EXERCISE DETAILS: Only the lines from the one containing "TARGET = paper towel roll" through the end of the entries should be repeated, exactly as they appear, first and last included.

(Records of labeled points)
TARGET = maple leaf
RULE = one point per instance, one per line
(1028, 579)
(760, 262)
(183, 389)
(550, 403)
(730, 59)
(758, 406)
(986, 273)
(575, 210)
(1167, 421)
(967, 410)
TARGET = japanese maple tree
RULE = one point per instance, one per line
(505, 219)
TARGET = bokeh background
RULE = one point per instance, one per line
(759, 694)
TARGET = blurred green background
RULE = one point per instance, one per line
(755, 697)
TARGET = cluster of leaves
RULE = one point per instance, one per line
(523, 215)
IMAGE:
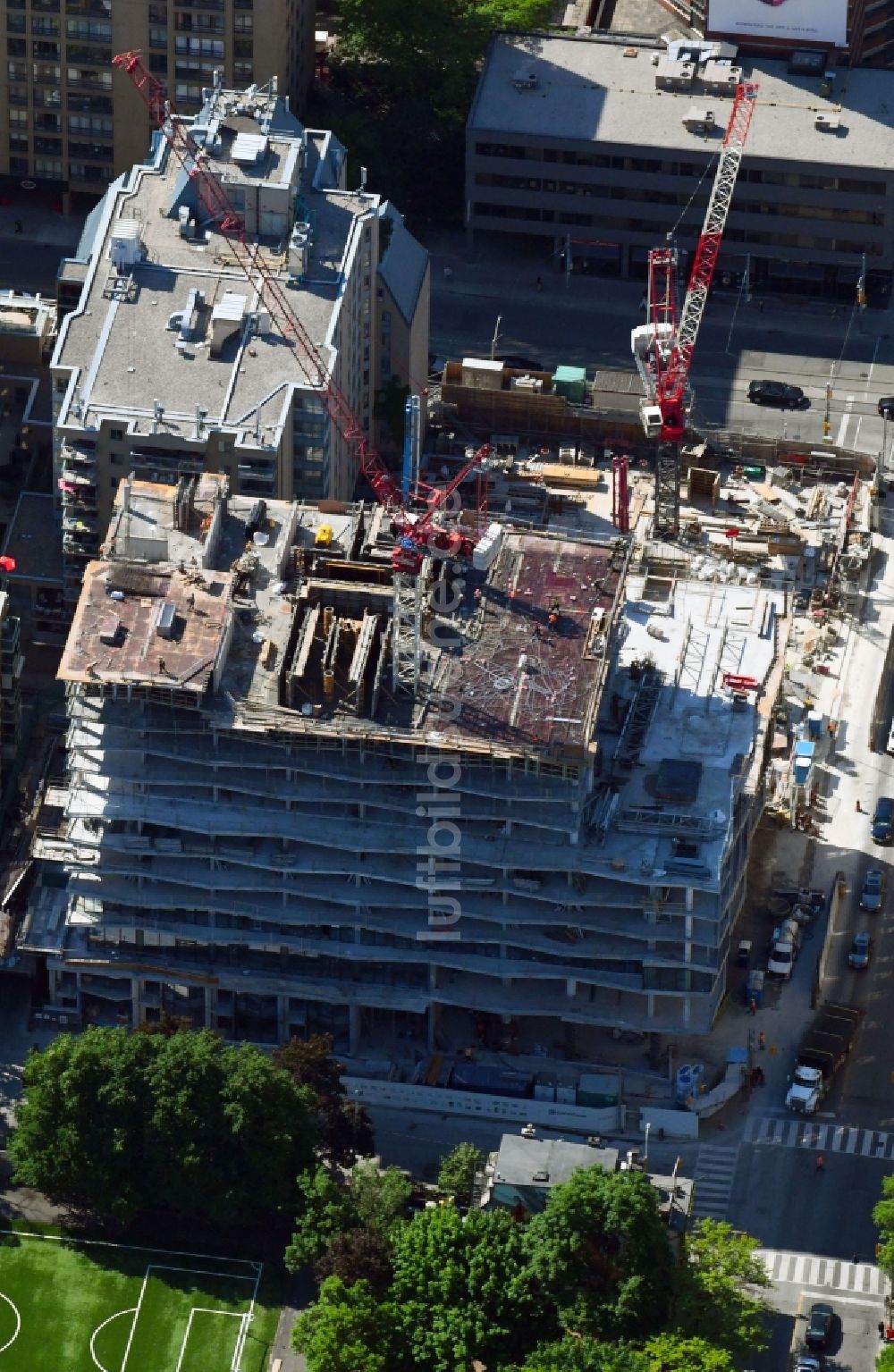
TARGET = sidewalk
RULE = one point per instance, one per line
(509, 271)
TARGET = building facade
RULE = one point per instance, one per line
(74, 122)
(168, 361)
(599, 150)
(261, 830)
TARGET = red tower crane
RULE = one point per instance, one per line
(663, 348)
(417, 533)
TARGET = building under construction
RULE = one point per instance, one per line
(263, 833)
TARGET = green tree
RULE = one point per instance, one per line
(346, 1331)
(574, 1353)
(670, 1353)
(601, 1254)
(358, 1256)
(461, 1290)
(883, 1217)
(717, 1292)
(409, 72)
(124, 1125)
(325, 1210)
(458, 1171)
(343, 1127)
(379, 1198)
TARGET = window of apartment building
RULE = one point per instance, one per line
(199, 46)
(87, 77)
(87, 123)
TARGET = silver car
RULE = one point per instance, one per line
(860, 951)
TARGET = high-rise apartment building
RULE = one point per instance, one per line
(264, 830)
(168, 364)
(74, 122)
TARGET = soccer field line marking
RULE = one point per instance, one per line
(99, 1328)
(201, 1309)
(205, 1272)
(18, 1321)
(136, 1316)
(136, 1248)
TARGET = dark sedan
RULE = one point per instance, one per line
(776, 392)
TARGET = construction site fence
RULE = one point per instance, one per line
(399, 1095)
(881, 710)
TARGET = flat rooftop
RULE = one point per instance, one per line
(676, 734)
(118, 341)
(35, 540)
(592, 92)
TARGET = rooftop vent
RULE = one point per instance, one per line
(249, 148)
(125, 246)
(525, 79)
(166, 620)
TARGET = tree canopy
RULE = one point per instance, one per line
(122, 1125)
(404, 76)
(458, 1171)
(599, 1251)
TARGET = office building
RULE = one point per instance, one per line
(168, 361)
(264, 831)
(602, 150)
(76, 123)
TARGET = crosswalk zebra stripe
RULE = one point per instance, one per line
(809, 1269)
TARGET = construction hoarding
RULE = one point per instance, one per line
(793, 21)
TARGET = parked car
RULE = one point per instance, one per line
(819, 1326)
(781, 961)
(860, 951)
(883, 820)
(873, 894)
(781, 394)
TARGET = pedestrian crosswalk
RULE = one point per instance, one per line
(811, 1272)
(713, 1182)
(822, 1138)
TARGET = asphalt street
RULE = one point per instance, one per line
(586, 323)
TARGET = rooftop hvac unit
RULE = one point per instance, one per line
(125, 246)
(698, 120)
(166, 620)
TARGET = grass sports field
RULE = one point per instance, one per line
(76, 1307)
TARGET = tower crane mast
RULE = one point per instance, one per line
(665, 346)
(417, 533)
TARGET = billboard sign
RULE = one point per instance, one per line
(791, 21)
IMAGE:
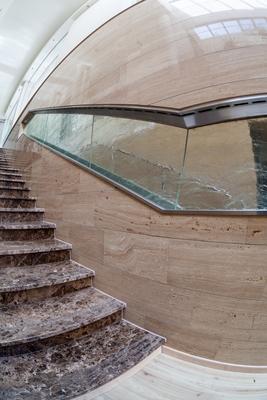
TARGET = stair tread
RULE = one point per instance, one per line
(14, 188)
(11, 180)
(41, 275)
(35, 246)
(77, 367)
(38, 320)
(2, 209)
(18, 198)
(27, 225)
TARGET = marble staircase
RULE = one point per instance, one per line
(59, 336)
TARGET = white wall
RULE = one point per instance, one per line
(80, 25)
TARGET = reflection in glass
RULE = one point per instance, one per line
(215, 167)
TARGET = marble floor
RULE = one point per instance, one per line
(163, 377)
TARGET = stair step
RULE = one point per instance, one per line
(56, 319)
(44, 280)
(27, 231)
(14, 192)
(17, 202)
(9, 169)
(33, 252)
(6, 175)
(12, 182)
(21, 214)
(82, 365)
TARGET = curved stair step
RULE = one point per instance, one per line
(10, 175)
(34, 252)
(20, 231)
(72, 369)
(55, 319)
(17, 202)
(41, 281)
(14, 192)
(21, 214)
(11, 182)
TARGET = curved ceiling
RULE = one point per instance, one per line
(25, 27)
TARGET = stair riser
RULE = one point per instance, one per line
(14, 193)
(60, 339)
(41, 293)
(17, 203)
(27, 234)
(20, 260)
(9, 170)
(10, 184)
(10, 176)
(6, 216)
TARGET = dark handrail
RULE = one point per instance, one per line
(188, 118)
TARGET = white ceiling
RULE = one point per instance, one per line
(25, 27)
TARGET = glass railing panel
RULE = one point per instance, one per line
(144, 156)
(37, 126)
(225, 167)
(219, 167)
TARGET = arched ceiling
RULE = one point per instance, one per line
(25, 27)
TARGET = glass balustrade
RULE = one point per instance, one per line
(219, 167)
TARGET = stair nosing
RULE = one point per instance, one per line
(17, 198)
(27, 226)
(22, 250)
(118, 306)
(14, 188)
(20, 210)
(87, 273)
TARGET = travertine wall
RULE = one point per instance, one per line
(199, 281)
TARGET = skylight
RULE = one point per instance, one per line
(195, 8)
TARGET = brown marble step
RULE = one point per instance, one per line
(12, 182)
(6, 175)
(9, 169)
(55, 319)
(14, 192)
(21, 214)
(35, 252)
(66, 371)
(37, 282)
(20, 231)
(17, 202)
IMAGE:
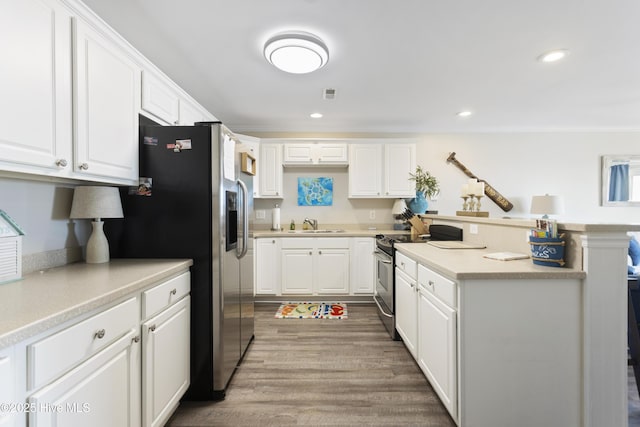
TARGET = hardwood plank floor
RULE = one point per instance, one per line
(322, 372)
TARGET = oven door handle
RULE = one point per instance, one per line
(381, 256)
(384, 313)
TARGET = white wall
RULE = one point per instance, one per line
(518, 165)
(42, 210)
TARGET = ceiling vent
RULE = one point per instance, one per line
(329, 94)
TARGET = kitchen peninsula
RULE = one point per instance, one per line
(512, 343)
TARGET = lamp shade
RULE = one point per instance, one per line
(547, 205)
(96, 202)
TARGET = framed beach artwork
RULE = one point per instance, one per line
(315, 191)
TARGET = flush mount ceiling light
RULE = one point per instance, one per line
(553, 55)
(296, 52)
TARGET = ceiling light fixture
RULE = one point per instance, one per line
(296, 52)
(553, 55)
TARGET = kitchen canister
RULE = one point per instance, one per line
(547, 251)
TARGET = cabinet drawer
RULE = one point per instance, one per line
(406, 264)
(165, 294)
(56, 354)
(438, 285)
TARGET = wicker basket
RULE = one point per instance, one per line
(547, 251)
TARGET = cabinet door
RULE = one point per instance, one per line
(107, 104)
(267, 267)
(365, 170)
(159, 99)
(35, 83)
(189, 113)
(399, 161)
(165, 355)
(270, 171)
(7, 384)
(406, 311)
(331, 270)
(437, 354)
(333, 154)
(298, 154)
(104, 391)
(297, 271)
(363, 273)
(251, 145)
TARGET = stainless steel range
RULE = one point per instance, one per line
(384, 296)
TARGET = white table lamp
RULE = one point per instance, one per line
(547, 205)
(95, 203)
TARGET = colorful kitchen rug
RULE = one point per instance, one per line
(312, 310)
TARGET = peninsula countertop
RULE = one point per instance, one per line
(467, 264)
(44, 299)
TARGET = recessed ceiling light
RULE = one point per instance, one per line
(296, 52)
(553, 55)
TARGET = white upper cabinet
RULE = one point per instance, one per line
(305, 154)
(381, 170)
(365, 170)
(159, 99)
(107, 93)
(35, 82)
(270, 171)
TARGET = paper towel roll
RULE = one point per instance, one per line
(275, 218)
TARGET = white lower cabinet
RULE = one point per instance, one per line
(125, 365)
(104, 391)
(363, 268)
(165, 361)
(267, 266)
(407, 318)
(437, 348)
(313, 266)
(7, 385)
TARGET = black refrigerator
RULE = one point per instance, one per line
(195, 201)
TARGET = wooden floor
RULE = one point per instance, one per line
(322, 372)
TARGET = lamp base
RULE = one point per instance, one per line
(97, 245)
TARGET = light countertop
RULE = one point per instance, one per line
(348, 232)
(464, 264)
(42, 300)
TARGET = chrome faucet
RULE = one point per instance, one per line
(312, 222)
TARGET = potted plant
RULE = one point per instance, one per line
(426, 186)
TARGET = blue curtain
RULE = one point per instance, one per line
(619, 183)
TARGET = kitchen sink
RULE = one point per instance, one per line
(325, 230)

OUTPUT FOR THIS TASK:
TARGET = paper towel roll
RULE = one point per instance, one per line
(275, 218)
TARGET = white lower cabinet
RULE = one point per instance, one per line
(125, 365)
(104, 391)
(363, 268)
(165, 361)
(267, 266)
(407, 318)
(437, 348)
(313, 266)
(7, 385)
TARGET = black refrigerator
RULE = one point per instance, one per line
(195, 201)
TARGET = wooden floor
RULE = one point per instance, one per line
(322, 372)
TARGET = lamp base
RULE = one point per instance, one per line
(97, 245)
TARGET = light countertop
RULE = one point per instance, one per line
(348, 232)
(464, 264)
(42, 300)
TARGET = chrome faucet
RULE = one point per instance, one per line
(312, 222)
TARGET = potted plant
RULE = one point per instance, one per line
(426, 186)
TARGET = blue curtain
RULE = one point per instance, one per line
(619, 183)
TARGET = kitchen sink
RULE = one point per instance, one per line
(325, 230)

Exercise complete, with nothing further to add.